## Task goal
Recast every line of the records below as a numbered list, leaving out any blank lines.

## Data in this exercise
•••

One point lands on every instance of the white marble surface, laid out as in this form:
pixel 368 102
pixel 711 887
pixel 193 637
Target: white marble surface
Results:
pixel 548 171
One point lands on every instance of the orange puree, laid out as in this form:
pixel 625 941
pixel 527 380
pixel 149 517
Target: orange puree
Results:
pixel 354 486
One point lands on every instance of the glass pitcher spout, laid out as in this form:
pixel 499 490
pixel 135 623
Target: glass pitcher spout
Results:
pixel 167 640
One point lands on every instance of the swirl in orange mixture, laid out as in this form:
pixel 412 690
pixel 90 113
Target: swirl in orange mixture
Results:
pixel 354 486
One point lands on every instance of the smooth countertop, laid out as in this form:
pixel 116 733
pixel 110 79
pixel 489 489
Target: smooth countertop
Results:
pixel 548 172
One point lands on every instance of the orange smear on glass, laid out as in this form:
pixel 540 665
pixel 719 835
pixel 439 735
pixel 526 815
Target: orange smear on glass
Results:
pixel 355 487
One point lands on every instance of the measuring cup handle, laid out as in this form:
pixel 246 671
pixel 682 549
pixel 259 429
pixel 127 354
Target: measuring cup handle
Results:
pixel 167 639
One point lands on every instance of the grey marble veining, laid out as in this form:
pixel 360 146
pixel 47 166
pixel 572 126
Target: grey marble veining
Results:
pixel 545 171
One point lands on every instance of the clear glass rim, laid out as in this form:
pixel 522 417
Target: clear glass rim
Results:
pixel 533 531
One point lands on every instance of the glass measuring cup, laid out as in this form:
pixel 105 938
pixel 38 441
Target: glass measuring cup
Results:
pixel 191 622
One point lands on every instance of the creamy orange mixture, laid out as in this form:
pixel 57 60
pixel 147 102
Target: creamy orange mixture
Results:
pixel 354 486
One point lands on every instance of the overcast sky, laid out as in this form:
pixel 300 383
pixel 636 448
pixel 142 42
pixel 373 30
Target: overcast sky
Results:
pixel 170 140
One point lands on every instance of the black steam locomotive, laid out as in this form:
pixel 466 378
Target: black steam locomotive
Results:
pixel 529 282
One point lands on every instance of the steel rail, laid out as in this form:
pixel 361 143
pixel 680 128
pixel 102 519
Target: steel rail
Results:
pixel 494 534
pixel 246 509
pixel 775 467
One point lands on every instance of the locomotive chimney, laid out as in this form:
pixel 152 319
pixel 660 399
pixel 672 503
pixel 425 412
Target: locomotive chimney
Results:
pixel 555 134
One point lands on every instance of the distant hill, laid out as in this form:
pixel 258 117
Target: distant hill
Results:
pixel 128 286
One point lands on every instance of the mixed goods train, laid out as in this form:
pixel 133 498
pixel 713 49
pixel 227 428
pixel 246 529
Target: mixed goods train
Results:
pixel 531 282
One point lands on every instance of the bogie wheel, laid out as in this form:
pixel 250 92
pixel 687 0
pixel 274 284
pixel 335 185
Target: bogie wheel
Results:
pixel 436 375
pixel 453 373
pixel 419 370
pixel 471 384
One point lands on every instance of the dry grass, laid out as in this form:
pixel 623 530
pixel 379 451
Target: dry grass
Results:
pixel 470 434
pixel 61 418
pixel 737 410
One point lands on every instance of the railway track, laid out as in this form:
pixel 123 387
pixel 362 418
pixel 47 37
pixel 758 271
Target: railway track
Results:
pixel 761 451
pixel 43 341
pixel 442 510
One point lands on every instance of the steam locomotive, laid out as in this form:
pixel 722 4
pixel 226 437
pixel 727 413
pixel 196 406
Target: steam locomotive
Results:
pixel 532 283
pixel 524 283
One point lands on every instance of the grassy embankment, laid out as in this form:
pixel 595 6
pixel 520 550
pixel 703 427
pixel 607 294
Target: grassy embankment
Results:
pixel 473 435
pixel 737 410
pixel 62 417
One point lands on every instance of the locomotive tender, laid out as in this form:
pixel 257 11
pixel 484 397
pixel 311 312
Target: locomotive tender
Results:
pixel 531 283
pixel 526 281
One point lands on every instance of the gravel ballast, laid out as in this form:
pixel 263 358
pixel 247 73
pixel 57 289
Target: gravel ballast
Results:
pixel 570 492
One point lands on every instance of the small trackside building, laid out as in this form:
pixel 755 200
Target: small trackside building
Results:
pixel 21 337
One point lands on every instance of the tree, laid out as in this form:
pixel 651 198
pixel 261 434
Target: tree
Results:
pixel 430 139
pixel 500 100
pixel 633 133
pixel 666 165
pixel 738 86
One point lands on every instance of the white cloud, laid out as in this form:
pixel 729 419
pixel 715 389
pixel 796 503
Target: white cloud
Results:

•••

## Complete response
1. One point lands on every instance of the white marble surface, laid out as in this form:
2. pixel 368 102
3. pixel 711 887
4. pixel 193 637
5. Target: white marble surface
6. Results:
7. pixel 548 171
8. One point lands on every instance of the orange puree, laid out as in this form:
9. pixel 625 941
10. pixel 527 380
11. pixel 149 517
12. Target: orange puree
13. Results:
14. pixel 354 486
15. One point lands on every instance of the glass pitcher spout, laid out as in this form:
16. pixel 499 490
17. pixel 135 623
18. Target: glass pitcher spout
19. Results:
20. pixel 167 640
21. One point lands on every instance of the swirl in orange mixture, laid out as in this form:
22. pixel 412 690
23. pixel 90 113
24. Target: swirl in orange mixture
25. Results:
26. pixel 354 486
27. One point lands on every instance of the smooth countertop, laid out as in this form:
28. pixel 116 733
29. pixel 110 79
30. pixel 489 489
31. Target: smooth countertop
32. Results:
33. pixel 548 172
34. One point lands on every instance of the orange smear on glass, laid out as in this form:
35. pixel 540 665
36. pixel 719 835
37. pixel 439 735
38. pixel 526 815
39. Target: orange smear on glass
40. Results:
41. pixel 355 487
42. One point lands on every instance of the measuring cup handle, laid out as in this form:
43. pixel 246 671
44. pixel 682 549
45. pixel 259 429
46. pixel 127 354
47. Target: measuring cup handle
48. Results:
49. pixel 167 639
50. One point lands on every instance of the grey marble veining, laid out as in this form:
51. pixel 360 146
52. pixel 47 166
53. pixel 572 126
54. Target: grey marble veining
55. Results:
56. pixel 545 171
57. One point lands on every instance of the clear glass rim, laid out as in this form:
58. pixel 522 417
59. Target: clear glass rim
60. Results:
61. pixel 533 531
62. One point lands on every instance of the glass measuring cup, laid out as in this form:
63. pixel 105 938
64. pixel 38 441
65. Target: glass measuring cup
66. Results:
67. pixel 191 622
68. One point lands on every instance of the creamy orange mixture, laid out as in this form:
69. pixel 57 60
70. pixel 147 102
71. Target: creamy orange mixture
72. Results:
73. pixel 354 486
74. One point lands on every instance of the overcast sky, laid out as in this form:
75. pixel 300 383
76. pixel 636 448
77. pixel 142 42
78. pixel 373 30
79. Target: overcast sky
80. Results:
81. pixel 170 140
82. One point lands on every instance of the black steam locomotive, laid out as in this form:
83. pixel 466 378
84. Target: black steam locomotive
85. Results:
86. pixel 529 282
87. One point lands on every instance of the steel rail, laid out as in this form:
88. pixel 361 143
89. pixel 680 128
90. pixel 102 519
91. Target: steel rail
92. Results:
93. pixel 494 534
94. pixel 246 509
95. pixel 775 467
96. One point lands on every instance of the locomotive chimney, laid out as in this form:
97. pixel 152 319
98. pixel 660 399
99. pixel 672 503
100. pixel 425 412
101. Target: locomotive chimney
102. Results:
103. pixel 555 134
104. One point lands on every instance of the distant hill, laid out as in this form:
105. pixel 258 117
106. Target: distant hill
107. Results:
108. pixel 128 286
109. One point lands on every instance of the mixed goods train, laid out as in this form:
110. pixel 133 498
111. pixel 713 49
112. pixel 227 428
113. pixel 246 529
114. Target: mixed goods train
115. Results:
116. pixel 531 282
117. One point lands on every instance of the bogie wheel, laid out as in this form:
118. pixel 250 92
119. pixel 687 0
120. pixel 274 284
121. pixel 335 185
122. Target: bogie wheel
123. Results:
124. pixel 436 375
125. pixel 453 373
126. pixel 419 370
127. pixel 471 384
128. One point lands on every instance of the dry grass, laid out as in this form:
129. pixel 623 530
130. pixel 379 451
131. Target: dry grass
132. Results:
133. pixel 470 434
134. pixel 61 418
135. pixel 737 410
136. One point lands on every instance of the railway track, laid out as in this form:
137. pixel 123 387
138. pixel 362 418
139. pixel 47 37
140. pixel 758 271
141. Target: railway track
142. Results:
143. pixel 761 451
144. pixel 43 341
145. pixel 442 510
146. One point lands on every instance of the steam locomotive, laid out as in this form:
147. pixel 722 4
148. pixel 226 437
149. pixel 727 413
150. pixel 196 406
151. Target: steam locomotive
152. Results:
153. pixel 532 283
154. pixel 524 283
155. One point lands on every instance of the grassy embankment, laid out as in this form:
156. pixel 595 6
157. pixel 520 550
158. pixel 703 427
159. pixel 607 294
160. Target: grassy embankment
161. Results:
162. pixel 473 435
163. pixel 737 410
164. pixel 62 417
165. One point lands on every instance of the locomotive tender, laid out as in this form:
166. pixel 257 11
167. pixel 484 397
168. pixel 311 312
169. Target: locomotive tender
170. Results:
171. pixel 531 283
172. pixel 526 281
173. One point lands on every instance of the gravel ballast, laid out as in this form:
174. pixel 263 358
175. pixel 247 73
176. pixel 57 289
177. Target: gravel ballast
178. Results:
179. pixel 570 492
180. One point lands on every instance of the small trackside building, laid out as in this form:
181. pixel 755 200
182. Target: small trackside building
183. Results:
184. pixel 21 337
185. One point lands on every instance of the tree, laid out as in this form:
186. pixel 651 198
187. pixel 261 434
188. Target: tree
189. Results:
190. pixel 430 139
191. pixel 500 100
192. pixel 633 133
193. pixel 666 165
194. pixel 738 86
195. One point lands on every instance of the white cloud, laid out as in this form:
196. pixel 729 419
197. pixel 715 389
198. pixel 796 503
199. Target: white cloud
200. Results:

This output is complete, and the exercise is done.